→ **EXERCISE DETAILS**
Report, from the records below, every line where the word "pair" appears.

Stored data

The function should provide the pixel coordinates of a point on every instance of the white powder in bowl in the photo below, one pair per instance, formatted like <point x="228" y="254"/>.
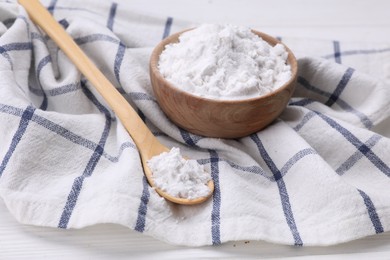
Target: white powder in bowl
<point x="179" y="177"/>
<point x="224" y="62"/>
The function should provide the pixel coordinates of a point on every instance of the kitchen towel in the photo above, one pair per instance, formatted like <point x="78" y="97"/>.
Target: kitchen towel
<point x="319" y="175"/>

→ **EXERCISE ANSWER**
The function should provide the pixel coordinates of a point on every instance of the white powder in bowl in the photo below, one pair per instance, formatted like <point x="228" y="254"/>.
The function should provide the pixel coordinates of a point on every instance of the kitchen towel in the photo above, one pair per instance, formatted like <point x="78" y="97"/>.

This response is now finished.